**Task objective:**
In the entries that follow, find the word "tree" and report each line it is on.

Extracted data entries
◆ ◆ ◆ ◆ ◆ ◆ ◆
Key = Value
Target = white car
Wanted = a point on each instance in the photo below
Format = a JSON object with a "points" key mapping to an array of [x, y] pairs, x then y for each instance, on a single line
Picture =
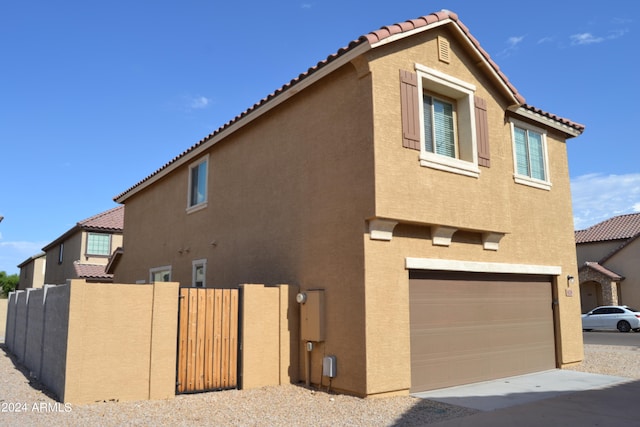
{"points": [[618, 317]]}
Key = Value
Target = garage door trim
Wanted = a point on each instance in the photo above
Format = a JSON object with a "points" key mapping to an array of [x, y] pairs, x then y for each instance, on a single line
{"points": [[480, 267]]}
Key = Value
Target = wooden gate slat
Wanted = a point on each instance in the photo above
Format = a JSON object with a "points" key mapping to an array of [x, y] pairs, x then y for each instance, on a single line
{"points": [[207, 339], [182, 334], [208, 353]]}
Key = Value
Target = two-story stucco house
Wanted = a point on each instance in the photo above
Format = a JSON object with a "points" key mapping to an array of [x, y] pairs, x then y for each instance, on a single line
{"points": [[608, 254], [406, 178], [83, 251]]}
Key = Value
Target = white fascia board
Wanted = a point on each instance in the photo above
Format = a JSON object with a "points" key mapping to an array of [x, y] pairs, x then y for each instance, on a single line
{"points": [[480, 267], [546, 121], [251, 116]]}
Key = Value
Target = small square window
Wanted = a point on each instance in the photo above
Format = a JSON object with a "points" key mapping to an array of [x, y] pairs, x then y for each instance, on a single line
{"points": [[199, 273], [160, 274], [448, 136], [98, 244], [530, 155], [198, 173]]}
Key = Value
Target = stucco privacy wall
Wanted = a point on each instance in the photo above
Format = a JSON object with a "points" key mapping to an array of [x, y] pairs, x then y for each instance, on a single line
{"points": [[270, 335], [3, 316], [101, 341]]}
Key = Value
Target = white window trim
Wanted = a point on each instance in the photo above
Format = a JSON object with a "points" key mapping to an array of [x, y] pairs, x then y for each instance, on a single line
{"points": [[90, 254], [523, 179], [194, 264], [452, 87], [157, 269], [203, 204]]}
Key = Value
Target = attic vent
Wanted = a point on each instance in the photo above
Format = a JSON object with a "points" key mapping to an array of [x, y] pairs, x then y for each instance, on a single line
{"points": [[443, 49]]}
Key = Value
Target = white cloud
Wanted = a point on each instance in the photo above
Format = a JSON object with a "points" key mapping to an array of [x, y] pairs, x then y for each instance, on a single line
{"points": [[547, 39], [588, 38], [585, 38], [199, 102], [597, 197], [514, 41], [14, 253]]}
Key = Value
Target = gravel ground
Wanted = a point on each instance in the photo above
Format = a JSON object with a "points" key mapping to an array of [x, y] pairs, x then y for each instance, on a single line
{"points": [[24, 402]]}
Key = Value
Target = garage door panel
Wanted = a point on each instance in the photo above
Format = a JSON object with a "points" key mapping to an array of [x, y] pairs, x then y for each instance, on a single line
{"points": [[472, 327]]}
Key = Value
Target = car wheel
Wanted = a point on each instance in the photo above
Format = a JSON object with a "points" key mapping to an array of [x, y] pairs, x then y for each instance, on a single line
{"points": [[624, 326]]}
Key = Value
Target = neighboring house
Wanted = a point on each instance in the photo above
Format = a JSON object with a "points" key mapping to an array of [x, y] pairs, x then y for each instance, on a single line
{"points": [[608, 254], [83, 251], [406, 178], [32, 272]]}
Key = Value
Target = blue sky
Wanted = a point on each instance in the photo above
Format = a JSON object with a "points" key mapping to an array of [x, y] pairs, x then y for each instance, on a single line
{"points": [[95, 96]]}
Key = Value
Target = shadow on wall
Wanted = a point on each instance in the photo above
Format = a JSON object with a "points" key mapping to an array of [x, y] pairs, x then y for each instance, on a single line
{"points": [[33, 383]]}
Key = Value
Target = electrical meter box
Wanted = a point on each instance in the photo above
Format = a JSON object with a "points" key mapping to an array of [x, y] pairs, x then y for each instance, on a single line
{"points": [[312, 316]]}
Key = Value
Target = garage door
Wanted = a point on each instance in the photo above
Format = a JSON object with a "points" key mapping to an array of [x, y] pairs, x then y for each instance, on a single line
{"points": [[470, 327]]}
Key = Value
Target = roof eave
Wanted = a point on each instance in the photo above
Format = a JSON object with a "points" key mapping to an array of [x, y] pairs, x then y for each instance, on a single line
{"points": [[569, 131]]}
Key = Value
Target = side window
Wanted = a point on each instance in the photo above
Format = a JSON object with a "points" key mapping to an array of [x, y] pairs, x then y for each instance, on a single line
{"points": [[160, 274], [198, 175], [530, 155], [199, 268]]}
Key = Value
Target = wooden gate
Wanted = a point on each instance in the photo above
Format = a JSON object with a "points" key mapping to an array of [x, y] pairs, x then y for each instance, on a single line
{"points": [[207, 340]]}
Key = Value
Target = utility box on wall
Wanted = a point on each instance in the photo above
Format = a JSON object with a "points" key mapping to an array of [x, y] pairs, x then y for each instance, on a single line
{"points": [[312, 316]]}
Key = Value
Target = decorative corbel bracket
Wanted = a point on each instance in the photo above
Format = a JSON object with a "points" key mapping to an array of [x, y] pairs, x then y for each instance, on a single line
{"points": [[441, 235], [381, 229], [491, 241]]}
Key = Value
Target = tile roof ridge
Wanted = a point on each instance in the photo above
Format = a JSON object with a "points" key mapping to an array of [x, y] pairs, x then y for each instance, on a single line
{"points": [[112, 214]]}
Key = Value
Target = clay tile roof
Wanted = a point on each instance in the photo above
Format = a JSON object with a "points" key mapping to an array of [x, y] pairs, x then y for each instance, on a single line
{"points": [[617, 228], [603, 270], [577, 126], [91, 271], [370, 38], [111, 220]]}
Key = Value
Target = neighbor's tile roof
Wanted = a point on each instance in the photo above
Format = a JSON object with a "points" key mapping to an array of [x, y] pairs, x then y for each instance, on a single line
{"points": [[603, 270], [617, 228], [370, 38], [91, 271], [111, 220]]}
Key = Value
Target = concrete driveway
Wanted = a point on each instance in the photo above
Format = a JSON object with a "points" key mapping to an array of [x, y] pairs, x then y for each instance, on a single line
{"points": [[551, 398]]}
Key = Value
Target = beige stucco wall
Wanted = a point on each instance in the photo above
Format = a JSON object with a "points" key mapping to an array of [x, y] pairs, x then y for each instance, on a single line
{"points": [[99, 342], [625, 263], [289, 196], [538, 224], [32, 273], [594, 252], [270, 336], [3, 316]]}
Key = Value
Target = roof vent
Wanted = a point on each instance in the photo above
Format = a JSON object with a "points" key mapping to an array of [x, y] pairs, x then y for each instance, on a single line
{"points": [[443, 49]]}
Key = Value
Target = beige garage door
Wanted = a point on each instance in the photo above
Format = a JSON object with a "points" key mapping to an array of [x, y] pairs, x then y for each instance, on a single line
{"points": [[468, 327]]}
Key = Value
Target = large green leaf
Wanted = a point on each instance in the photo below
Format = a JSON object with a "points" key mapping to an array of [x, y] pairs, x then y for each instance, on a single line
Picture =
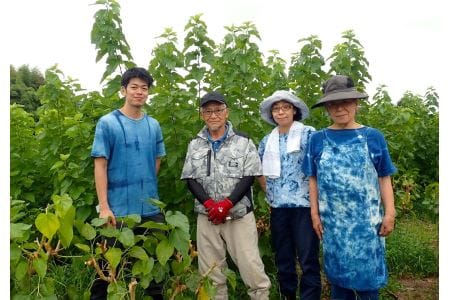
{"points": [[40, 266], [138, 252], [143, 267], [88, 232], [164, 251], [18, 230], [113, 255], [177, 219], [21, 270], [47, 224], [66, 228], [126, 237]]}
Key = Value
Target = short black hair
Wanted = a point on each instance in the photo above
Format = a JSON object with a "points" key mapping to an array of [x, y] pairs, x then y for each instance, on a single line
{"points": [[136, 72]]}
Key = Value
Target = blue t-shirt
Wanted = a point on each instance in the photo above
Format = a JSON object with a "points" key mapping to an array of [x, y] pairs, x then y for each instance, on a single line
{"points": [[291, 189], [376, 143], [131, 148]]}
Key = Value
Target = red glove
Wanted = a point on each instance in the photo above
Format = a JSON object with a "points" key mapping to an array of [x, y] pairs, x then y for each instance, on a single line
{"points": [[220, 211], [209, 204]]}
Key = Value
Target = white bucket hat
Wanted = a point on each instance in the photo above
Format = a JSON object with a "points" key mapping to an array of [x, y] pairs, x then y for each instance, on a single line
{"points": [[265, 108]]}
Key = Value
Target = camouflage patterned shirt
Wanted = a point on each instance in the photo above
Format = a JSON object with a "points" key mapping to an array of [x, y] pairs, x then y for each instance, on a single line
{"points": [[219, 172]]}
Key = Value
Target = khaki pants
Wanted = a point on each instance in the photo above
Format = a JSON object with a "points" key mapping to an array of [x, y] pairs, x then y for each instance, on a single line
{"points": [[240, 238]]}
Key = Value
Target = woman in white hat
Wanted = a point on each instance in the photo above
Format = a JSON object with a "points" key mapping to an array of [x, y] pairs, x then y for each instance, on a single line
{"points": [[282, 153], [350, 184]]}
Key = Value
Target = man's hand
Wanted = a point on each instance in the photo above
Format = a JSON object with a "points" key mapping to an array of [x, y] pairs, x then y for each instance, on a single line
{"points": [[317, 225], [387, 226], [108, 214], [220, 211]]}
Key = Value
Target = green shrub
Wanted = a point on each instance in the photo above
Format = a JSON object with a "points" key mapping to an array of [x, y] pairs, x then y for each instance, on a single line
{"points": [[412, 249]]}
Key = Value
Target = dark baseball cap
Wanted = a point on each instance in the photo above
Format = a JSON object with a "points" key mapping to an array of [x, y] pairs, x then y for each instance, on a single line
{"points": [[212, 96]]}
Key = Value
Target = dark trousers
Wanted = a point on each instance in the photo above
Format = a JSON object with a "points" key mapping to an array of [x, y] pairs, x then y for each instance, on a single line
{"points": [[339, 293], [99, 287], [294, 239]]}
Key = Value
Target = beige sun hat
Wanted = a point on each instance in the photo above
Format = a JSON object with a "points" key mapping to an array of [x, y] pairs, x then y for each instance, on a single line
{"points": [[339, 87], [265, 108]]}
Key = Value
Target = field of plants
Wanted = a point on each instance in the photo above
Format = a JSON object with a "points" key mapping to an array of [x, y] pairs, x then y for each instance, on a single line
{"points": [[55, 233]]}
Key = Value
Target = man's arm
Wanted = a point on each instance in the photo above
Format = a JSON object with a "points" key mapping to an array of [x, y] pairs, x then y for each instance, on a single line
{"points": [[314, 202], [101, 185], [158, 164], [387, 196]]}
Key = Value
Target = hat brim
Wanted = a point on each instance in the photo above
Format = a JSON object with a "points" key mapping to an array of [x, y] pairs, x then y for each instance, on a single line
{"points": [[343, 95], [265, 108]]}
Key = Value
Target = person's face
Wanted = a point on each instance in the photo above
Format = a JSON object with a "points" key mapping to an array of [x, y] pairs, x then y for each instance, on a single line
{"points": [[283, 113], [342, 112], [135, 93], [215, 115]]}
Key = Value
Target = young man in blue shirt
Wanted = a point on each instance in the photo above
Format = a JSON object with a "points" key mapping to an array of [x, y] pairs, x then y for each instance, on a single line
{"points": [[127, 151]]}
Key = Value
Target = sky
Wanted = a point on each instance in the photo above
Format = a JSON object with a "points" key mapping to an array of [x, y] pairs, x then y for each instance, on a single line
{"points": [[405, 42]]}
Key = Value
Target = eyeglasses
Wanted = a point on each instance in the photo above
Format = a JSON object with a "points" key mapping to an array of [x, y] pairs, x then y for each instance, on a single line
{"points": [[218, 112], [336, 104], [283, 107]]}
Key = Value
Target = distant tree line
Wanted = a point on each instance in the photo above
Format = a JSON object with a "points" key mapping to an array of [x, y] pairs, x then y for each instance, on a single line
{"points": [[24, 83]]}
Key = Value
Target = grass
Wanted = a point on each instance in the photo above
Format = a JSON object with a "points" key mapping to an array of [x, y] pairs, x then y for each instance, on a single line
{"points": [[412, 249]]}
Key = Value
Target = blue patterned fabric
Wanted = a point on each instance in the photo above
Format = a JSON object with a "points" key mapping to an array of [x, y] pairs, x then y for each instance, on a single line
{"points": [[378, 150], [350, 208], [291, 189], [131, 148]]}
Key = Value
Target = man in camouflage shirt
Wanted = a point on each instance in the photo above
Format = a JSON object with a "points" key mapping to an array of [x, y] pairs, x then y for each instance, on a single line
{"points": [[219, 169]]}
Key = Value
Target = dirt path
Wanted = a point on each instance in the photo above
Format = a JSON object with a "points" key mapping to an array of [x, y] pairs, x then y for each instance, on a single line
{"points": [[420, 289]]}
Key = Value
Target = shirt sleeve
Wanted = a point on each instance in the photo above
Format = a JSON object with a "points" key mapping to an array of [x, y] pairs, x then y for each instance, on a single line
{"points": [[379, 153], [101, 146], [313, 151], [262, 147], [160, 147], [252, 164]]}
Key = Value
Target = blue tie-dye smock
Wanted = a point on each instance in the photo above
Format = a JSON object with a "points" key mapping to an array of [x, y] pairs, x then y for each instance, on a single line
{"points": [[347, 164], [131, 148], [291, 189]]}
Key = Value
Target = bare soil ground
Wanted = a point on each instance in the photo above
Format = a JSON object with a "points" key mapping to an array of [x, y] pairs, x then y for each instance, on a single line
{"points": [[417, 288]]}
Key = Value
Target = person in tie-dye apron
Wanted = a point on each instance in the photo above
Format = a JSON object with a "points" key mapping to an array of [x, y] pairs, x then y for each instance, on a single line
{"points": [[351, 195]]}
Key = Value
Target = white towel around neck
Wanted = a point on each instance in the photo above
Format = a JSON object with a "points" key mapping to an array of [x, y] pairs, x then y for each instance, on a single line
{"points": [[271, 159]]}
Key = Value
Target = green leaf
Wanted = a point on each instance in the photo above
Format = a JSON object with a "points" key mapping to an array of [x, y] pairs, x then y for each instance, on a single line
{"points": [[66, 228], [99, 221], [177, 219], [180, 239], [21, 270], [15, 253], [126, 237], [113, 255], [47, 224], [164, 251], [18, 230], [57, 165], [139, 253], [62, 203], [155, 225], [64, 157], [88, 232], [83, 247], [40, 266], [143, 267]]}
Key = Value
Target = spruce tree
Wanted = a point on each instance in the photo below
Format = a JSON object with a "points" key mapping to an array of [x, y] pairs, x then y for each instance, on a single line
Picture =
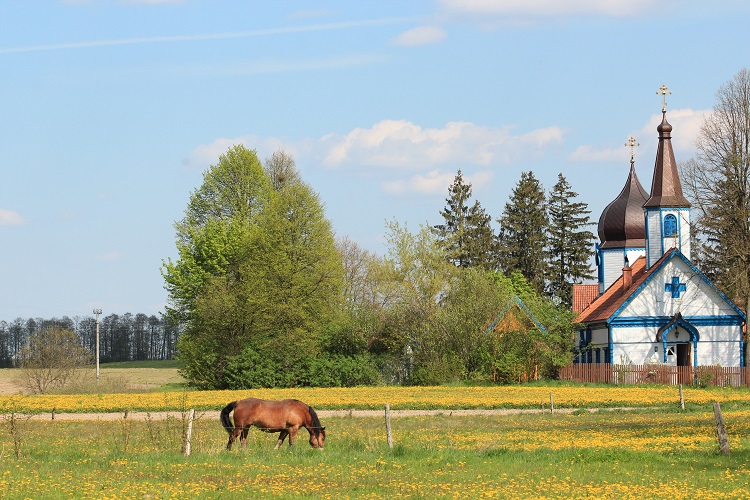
◆ ◆ ◆ ◆ ◆ ◆ ◆
**Your solution:**
Target = distant tree line
Target = spruce tree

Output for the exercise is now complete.